Task requirements: Rewrite the listing starting at the line containing "Find every instance of the asphalt" and ending at the line containing "x=621 y=351", both ends included, and shift every x and y coordinate in the answers by adding 79, leaving all other lines unchanged. Give only those lines.

Recorded data:
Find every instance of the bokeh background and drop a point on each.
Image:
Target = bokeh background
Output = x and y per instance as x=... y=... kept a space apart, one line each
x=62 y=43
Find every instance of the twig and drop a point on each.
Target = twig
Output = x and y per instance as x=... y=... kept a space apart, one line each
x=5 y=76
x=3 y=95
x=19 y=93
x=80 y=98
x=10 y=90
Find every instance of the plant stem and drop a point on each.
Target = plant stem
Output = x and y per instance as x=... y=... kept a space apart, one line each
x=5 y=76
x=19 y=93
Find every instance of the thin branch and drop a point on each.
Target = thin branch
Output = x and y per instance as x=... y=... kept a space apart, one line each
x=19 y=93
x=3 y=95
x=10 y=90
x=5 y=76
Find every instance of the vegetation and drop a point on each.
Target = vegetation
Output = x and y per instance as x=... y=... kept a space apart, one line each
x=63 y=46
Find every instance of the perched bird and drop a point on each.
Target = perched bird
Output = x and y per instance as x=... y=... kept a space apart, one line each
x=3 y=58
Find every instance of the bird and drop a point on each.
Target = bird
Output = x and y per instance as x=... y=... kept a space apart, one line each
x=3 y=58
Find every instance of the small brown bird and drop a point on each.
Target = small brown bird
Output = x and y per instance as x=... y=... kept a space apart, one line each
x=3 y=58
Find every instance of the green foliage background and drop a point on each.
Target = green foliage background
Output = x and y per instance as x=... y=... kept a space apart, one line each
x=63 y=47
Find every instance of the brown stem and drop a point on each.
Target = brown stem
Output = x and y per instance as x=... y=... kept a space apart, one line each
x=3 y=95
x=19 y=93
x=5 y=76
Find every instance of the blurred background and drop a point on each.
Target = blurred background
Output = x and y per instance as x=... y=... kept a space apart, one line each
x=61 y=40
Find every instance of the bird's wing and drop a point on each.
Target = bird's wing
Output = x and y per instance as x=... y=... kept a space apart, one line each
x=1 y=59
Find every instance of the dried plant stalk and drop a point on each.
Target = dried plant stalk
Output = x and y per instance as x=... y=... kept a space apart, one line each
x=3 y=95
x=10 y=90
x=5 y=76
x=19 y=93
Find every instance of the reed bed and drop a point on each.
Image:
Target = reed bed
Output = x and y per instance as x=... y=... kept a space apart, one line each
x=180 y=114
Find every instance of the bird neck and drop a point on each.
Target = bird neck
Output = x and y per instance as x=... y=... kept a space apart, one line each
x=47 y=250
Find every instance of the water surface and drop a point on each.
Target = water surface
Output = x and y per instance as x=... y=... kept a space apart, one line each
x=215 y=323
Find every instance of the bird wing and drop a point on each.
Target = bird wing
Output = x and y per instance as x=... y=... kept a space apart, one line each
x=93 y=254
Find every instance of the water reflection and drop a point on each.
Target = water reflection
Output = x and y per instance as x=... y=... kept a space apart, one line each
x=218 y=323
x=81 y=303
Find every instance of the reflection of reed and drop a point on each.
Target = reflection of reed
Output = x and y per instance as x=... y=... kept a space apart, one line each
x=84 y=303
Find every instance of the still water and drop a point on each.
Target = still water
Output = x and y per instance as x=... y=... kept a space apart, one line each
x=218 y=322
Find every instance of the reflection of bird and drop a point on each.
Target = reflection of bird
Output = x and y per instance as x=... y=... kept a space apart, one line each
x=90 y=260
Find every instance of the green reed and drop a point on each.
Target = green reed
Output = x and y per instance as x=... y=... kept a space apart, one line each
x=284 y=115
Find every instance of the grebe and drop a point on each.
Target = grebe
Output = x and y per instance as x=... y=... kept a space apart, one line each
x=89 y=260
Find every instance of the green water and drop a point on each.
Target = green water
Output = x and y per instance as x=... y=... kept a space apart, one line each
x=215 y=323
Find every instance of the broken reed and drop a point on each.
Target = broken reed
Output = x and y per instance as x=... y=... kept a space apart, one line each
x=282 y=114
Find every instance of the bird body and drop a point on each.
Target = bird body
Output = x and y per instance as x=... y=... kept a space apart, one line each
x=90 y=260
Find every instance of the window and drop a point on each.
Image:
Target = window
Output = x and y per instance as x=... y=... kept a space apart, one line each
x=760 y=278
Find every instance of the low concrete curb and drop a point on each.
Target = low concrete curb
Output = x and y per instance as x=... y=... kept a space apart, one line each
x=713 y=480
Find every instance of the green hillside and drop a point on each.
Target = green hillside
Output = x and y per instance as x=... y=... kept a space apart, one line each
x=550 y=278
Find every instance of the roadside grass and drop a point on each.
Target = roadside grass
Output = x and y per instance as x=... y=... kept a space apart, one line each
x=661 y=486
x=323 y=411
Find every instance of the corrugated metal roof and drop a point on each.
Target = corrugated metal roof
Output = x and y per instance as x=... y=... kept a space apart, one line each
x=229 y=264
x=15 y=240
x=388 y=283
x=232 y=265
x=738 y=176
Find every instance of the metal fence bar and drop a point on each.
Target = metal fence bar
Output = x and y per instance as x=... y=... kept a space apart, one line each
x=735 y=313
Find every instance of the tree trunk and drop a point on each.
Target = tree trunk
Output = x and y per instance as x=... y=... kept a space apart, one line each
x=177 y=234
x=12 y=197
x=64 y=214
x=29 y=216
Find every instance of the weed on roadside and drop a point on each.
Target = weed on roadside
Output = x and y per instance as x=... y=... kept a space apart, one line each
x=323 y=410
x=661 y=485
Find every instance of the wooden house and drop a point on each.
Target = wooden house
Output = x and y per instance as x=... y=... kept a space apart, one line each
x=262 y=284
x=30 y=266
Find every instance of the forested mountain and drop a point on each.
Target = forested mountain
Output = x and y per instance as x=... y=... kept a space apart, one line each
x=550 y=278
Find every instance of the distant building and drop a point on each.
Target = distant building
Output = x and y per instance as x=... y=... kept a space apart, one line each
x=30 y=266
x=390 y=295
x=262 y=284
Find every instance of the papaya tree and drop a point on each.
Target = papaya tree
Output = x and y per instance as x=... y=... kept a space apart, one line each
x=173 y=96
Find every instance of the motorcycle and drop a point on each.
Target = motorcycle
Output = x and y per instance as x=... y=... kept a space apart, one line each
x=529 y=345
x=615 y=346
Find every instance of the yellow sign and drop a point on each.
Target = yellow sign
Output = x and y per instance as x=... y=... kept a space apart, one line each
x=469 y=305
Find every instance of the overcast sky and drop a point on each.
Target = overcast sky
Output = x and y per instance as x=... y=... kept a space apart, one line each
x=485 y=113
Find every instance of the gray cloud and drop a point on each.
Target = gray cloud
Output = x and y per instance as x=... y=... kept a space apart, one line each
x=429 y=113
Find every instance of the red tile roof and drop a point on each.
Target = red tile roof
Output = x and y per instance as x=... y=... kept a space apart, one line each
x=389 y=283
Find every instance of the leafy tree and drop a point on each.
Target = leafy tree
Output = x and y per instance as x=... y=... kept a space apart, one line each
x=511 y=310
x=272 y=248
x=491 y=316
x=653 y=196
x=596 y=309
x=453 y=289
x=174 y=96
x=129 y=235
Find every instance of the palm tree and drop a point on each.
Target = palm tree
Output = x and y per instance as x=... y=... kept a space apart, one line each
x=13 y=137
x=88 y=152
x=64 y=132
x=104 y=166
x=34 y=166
---
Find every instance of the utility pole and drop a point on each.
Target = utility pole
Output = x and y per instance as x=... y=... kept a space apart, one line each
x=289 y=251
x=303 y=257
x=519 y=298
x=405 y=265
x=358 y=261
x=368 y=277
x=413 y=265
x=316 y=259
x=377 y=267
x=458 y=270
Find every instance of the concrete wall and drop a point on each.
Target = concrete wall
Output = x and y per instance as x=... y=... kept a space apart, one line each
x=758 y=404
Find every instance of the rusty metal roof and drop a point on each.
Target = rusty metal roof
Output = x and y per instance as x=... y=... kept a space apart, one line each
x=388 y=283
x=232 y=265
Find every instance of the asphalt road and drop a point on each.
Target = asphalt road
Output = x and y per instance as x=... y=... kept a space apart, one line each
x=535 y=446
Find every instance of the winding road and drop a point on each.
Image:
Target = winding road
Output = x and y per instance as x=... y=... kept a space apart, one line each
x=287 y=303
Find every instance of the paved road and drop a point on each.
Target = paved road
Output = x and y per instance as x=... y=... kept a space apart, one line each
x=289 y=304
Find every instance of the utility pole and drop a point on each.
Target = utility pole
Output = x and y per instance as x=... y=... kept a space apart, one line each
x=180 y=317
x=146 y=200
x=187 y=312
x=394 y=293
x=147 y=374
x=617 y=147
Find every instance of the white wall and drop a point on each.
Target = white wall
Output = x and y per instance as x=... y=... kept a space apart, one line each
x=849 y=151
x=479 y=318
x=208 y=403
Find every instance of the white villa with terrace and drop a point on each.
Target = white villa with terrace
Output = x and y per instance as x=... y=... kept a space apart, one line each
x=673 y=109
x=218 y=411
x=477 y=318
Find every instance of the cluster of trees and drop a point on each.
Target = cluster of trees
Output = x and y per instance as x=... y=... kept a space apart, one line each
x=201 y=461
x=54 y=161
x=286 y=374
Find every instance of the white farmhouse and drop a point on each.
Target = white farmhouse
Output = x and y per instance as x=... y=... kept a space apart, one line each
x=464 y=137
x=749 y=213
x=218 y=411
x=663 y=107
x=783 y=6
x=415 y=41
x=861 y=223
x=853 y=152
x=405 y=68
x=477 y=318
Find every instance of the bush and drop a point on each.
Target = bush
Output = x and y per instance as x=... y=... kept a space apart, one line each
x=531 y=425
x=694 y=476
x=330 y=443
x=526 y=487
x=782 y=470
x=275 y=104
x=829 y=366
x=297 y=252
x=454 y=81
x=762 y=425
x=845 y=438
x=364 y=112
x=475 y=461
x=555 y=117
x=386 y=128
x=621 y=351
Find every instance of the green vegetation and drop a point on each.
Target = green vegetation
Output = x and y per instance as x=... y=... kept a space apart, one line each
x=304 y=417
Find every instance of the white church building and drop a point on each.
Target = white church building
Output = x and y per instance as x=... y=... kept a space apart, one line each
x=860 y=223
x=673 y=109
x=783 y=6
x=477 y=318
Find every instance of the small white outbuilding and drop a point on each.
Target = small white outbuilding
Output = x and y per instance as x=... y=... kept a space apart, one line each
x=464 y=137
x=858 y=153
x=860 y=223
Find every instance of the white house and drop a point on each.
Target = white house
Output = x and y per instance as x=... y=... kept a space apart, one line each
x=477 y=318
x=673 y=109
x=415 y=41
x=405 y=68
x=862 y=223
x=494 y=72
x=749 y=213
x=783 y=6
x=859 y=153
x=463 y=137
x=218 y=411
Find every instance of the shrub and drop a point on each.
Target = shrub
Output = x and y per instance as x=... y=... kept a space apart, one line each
--
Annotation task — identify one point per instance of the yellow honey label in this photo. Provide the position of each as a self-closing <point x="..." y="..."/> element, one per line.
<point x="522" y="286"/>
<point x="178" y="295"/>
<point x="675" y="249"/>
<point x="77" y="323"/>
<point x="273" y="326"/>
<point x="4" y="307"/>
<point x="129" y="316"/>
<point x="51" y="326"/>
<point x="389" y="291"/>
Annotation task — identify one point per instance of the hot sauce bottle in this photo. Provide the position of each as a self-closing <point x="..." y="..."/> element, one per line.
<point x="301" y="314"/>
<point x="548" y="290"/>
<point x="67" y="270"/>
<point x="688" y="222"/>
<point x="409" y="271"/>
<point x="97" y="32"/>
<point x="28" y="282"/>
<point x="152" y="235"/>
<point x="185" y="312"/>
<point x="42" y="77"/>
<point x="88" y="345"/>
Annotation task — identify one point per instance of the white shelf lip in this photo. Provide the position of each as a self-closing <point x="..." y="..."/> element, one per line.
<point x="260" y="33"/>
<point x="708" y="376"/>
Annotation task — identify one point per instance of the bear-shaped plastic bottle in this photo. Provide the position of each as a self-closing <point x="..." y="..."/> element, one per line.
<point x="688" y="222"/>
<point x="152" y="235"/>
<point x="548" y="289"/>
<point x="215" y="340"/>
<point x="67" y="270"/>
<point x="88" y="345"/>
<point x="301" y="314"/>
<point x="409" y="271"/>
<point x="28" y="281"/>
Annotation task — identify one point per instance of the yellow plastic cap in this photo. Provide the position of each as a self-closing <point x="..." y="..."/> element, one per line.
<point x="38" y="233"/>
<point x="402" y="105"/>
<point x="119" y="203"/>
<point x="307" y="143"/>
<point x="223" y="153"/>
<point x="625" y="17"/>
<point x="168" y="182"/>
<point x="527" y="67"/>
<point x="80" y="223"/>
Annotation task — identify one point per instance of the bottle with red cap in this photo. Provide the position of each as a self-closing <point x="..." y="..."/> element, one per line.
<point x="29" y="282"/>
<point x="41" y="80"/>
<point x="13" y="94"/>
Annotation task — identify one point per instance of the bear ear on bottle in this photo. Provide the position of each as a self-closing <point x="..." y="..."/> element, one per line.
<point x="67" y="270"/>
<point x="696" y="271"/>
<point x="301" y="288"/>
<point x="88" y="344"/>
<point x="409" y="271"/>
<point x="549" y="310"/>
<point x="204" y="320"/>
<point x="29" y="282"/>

In response:
Find every instance of the asphalt road and drop a point on each.
Target = asphalt road
Output = x and y per instance as x=... y=... kept a space apart, one line each
x=614 y=525
Find every instance of the winding road and drop a point on each.
Image:
Target = winding road
Output = x and y per instance as x=... y=... kept a space apart, one line each
x=366 y=382
Find every instance of the paved road and drop a point on each.
Target = paved road
Output = x and y per instance as x=... y=... kept a space apart, one line each
x=368 y=383
Find every instance of the utility pole and drop a point on each.
Target = utility pole
Output = x and y per instance as x=... y=... kept a space apart, one line each
x=259 y=396
x=225 y=279
x=266 y=391
x=473 y=372
x=226 y=453
x=696 y=226
Find every instance of the white wall and drop a point on each.
Target = white wall
Output = x and y per instance as x=... y=... kept a space apart, one line each
x=928 y=230
x=558 y=397
x=287 y=482
Find every instance of the white villa with terrace and drop a point on each.
Target = white villa with terrace
Output = x and y per instance as x=... y=... kept a space apart, one line each
x=752 y=188
x=297 y=490
x=556 y=397
Find every instance of the cluster of trees and drop a point on each.
Target = cluster of trees
Output = x and y per instance as x=... y=... kept a space apart, one line each
x=280 y=540
x=133 y=240
x=365 y=453
Find every instance of the white farmhouse and drop a point on each.
Target = white farmhouse
Output = x and y per instance as x=... y=... kept a space apart, one line each
x=543 y=216
x=828 y=292
x=297 y=490
x=742 y=186
x=862 y=85
x=494 y=120
x=940 y=302
x=932 y=231
x=484 y=147
x=556 y=397
Find every instance of the bush and drop a point on each.
Target = bush
Output = x and y per instance as x=... y=... kept a space apart, one line each
x=610 y=504
x=773 y=555
x=409 y=522
x=605 y=566
x=861 y=549
x=354 y=183
x=908 y=445
x=376 y=331
x=533 y=160
x=841 y=504
x=924 y=517
x=443 y=191
x=554 y=540
x=634 y=196
x=465 y=207
x=700 y=430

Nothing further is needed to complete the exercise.